### Instructions for the task
Arrange the lines of the material, starting at the line containing "Every instance of the truck bed" and ending at the end of the material, as a Markdown table with the columns Number and Entry, one line per row and numbered in order. Omit blank lines.

### Rows
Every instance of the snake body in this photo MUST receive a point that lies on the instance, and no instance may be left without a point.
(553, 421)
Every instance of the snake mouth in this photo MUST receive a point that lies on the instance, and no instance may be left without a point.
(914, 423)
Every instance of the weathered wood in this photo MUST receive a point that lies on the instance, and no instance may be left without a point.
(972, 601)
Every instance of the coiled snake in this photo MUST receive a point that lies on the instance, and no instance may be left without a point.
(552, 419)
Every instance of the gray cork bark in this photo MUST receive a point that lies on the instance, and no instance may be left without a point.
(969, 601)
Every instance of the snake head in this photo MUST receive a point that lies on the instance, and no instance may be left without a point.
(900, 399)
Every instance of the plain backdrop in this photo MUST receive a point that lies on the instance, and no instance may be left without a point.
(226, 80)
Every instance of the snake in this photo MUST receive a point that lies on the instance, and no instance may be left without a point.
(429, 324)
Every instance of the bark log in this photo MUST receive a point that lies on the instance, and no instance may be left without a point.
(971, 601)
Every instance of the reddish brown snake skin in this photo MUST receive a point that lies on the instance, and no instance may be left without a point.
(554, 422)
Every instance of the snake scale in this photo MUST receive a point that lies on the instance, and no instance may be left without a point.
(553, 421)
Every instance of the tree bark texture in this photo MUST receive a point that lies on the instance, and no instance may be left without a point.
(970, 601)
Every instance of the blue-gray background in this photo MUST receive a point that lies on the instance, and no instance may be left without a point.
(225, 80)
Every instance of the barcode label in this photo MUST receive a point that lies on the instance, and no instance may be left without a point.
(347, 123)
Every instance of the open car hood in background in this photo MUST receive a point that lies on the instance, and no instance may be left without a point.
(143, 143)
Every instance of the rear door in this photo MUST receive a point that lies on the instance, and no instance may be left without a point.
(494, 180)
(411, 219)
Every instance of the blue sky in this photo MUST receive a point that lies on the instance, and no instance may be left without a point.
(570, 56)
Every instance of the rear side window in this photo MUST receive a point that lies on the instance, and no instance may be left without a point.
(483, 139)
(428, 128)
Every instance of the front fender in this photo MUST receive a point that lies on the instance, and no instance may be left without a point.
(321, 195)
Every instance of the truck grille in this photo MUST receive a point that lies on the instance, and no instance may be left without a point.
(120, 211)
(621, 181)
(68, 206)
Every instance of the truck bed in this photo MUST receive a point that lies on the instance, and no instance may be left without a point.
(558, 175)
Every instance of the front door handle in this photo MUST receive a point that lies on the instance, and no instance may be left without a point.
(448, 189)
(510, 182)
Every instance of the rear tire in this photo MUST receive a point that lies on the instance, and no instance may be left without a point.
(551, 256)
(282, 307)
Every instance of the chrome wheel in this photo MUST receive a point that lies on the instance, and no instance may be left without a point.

### Task output
| Number | Entry |
|---|---|
| 1 | Every instance of the truck bed in this photo MUST receive a point that lies on the instance, and no instance may be left without a point. |
| 2 | (558, 175) |
| 3 | Every instance of the front door handle in this photo MUST receive a point that lies on the instance, and no instance may be left without a point. |
| 4 | (448, 189) |
| 5 | (510, 182) |
| 6 | Every instance of the rear tire in this photo MUST receive a point that lies on the instance, and no instance may be left without a point. |
| 7 | (551, 256) |
| 8 | (282, 307) |
| 9 | Every instance of the chrome wheel in this photo MUST receive a point that lies on the instance, and no instance may be left without a point. |